REQUIRED ACTION 1:
From the article about Tim Cockroft's retirement, list every town, city, or country it names.
REQUIRED ACTION 2:
Carry on the article about Tim Cockroft's retirement from where it stops.

SELECTED EXTRACT:
▬▬▬▬▬▬▬▬▬▬
TAKING a temporary post to cover for a staff member who was on sick leave led to two long-term commitments for a Barnoldswick teacher.
Today (Friday), Tim Cockroft retires from the school where he took that "temporary" job 36 years ago. It means he can spend more time with his wife, Shirley, the teacher whose sick leave landed him the job.
He could hardly have known when he took the supply post at the then Barnoldswick Secondary Modern School, that it was a decision that would shape his life.
Since then Mr Cockroft has served as head of geography, head of lower school and deputy head, helping to guide the school through it transition to a comprehensive and later to a technology college.
He is the longest serving teacher at the school, where some of the pupils he taught in recent years were the grandchildren of those he taught in his early days.
After completing his teacher training at Leicester, Mr Cockroft planned to go into mental health research. "I got a place to do it in Scotland, but unfortunately there was no funding to go with it, so I rang around for any temporary teaching jobs as a stopgap," he said.
The education office in Skipton sent him to Barnoldswick to meet the headmaster, Bob Hartley.
"I was taken on as a supply teacher to cover for a teacher who was off ill. She taught history and music and I was able to do the history part. That teacher was Shirley Tomlinson, and when she came back I was kept on and we became close and started going out together.
"Later we got married, so you could say I started my career here by taking my wife's job."
Mr Cockroft returned to Leicester to do a one-year postgraduate course, and his wife went with him, finding a teaching job there. At the end of the year they both got jobs back at the Barnoldswick School.
▬▬▬▬▬▬▬▬▬▬
DATA SECTION:
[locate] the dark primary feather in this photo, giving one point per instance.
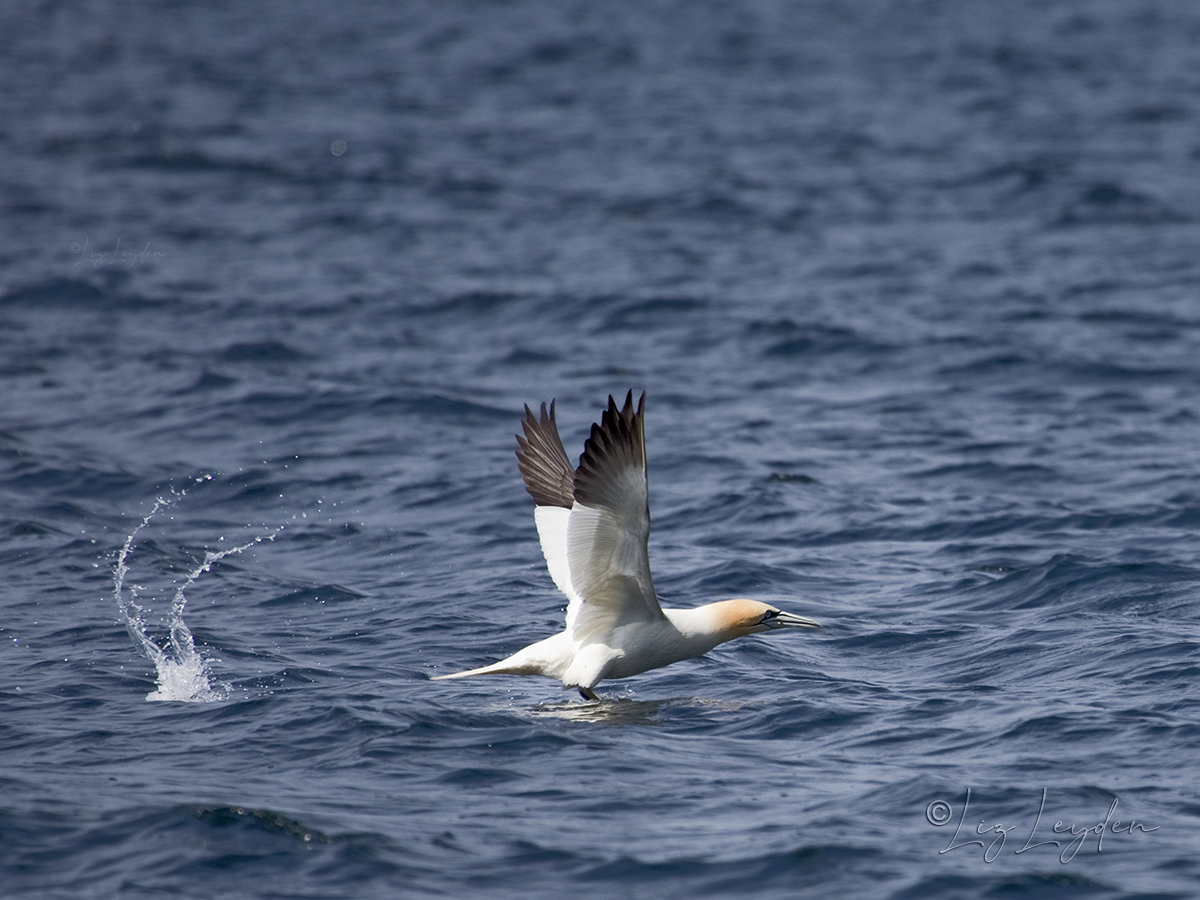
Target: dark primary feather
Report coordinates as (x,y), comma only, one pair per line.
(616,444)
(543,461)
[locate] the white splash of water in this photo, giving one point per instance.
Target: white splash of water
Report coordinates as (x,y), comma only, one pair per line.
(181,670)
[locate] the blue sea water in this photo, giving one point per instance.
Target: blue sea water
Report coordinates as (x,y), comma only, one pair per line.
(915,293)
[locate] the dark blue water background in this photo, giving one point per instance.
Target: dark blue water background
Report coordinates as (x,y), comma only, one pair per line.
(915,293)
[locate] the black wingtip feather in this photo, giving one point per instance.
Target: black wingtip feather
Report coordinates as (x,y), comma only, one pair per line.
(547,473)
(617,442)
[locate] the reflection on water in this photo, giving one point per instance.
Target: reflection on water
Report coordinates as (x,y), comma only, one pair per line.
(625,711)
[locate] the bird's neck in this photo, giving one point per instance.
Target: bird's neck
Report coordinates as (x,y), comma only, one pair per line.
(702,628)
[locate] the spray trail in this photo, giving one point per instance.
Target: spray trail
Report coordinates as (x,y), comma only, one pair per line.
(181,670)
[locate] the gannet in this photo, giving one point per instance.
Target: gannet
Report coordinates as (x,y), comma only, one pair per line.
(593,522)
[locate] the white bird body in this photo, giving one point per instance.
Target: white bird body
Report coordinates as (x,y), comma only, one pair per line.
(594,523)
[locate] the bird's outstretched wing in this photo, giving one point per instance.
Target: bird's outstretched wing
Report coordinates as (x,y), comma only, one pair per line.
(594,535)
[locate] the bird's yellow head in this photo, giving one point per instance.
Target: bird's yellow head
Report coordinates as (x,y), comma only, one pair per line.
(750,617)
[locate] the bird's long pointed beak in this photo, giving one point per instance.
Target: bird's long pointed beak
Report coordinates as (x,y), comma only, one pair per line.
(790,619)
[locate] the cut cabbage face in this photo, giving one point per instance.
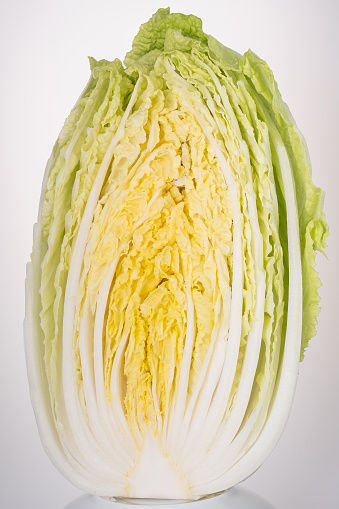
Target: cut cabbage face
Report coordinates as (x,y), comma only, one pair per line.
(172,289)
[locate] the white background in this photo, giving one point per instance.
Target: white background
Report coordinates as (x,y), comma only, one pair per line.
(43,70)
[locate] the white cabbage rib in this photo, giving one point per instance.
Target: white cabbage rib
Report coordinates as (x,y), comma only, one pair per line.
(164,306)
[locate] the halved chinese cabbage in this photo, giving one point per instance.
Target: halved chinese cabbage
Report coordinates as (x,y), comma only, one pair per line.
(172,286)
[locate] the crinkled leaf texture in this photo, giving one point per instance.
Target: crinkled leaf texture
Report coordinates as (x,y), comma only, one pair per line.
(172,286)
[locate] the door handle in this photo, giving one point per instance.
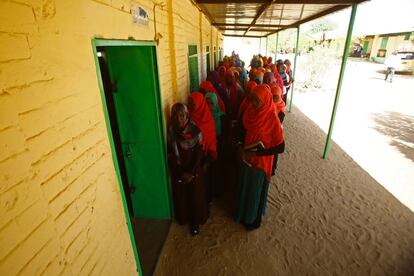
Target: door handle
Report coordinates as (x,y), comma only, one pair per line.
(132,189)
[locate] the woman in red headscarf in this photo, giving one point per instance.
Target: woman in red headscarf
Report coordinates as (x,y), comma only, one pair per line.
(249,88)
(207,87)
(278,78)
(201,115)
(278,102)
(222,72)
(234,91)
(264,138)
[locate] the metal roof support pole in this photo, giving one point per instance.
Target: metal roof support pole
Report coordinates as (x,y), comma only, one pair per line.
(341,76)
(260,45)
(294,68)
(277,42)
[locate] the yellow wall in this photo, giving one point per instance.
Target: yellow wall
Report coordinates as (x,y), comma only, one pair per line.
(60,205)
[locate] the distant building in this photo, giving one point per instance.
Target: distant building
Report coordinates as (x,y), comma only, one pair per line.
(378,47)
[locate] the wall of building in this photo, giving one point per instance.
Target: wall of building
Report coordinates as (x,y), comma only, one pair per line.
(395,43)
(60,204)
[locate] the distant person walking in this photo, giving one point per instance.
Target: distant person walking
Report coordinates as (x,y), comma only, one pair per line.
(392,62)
▬▬▬▬▬▬▬▬▬▬
ANSWER BOX 1:
Barnoldswick, Leicester, Scotland, Skipton

ANSWER BOX 2:
Shirley stopped work when their first child was born, returning to work at other Pendle schools some years later.
Their daughter Judith is now a teacher at Barnoldswick's Church School, while son Peter produces learning materials for hospital staff. Both were pupils at West Craven High - renamed after its transition in the mid-1970s from a secondary modern.
That was a big change for the school, which grew to take almost 1,000 pupils from the 450 pupils and 20 staff when Mr Cockroft started. Today, West Craven High Technology College has more than 800 pupils and around 50 staff.
In his time there Mr Cockroft has taught geography, history, English and his main subject, sociology. Now, after 36 years, he is looking forward to retirement.
"I'm looking forward to a good holiday with family and friends and then to whatever presents itself," he said. "But I will certainly miss the children and the contact with other staff."
He also served on the board of governors and praised the commitment of other governors and members of the School Association, formerly the PTA.
"I would also like to praise the current headteacher, Arnold Kuchartschuk, and the school as a whole for the excellent GCSE results achieved this year. Long may it continue."